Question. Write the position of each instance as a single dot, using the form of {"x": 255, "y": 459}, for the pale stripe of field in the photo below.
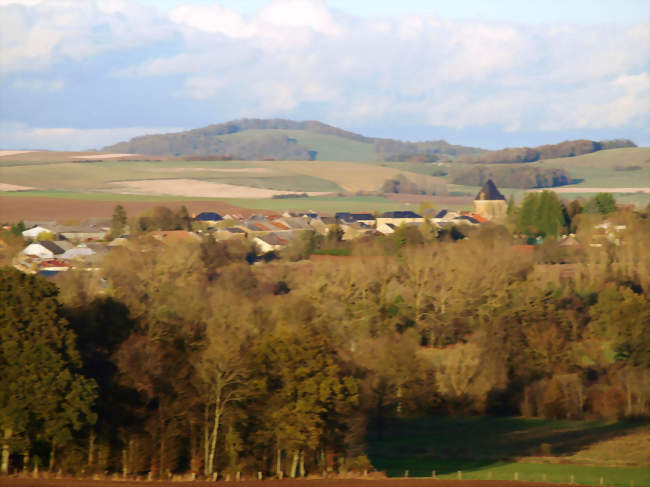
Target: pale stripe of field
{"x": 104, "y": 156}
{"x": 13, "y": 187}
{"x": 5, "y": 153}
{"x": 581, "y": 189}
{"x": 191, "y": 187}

^^^^^^^^

▶ _Action item_: After removing the pictures, transcribe the listing above exactly.

▶ _Written answer_:
Question. Write the position of each instance as a single dot, using the form of {"x": 255, "y": 459}, for the pale stripe of field in the photo below.
Target: pale stripe of field
{"x": 104, "y": 156}
{"x": 13, "y": 187}
{"x": 5, "y": 153}
{"x": 581, "y": 189}
{"x": 191, "y": 187}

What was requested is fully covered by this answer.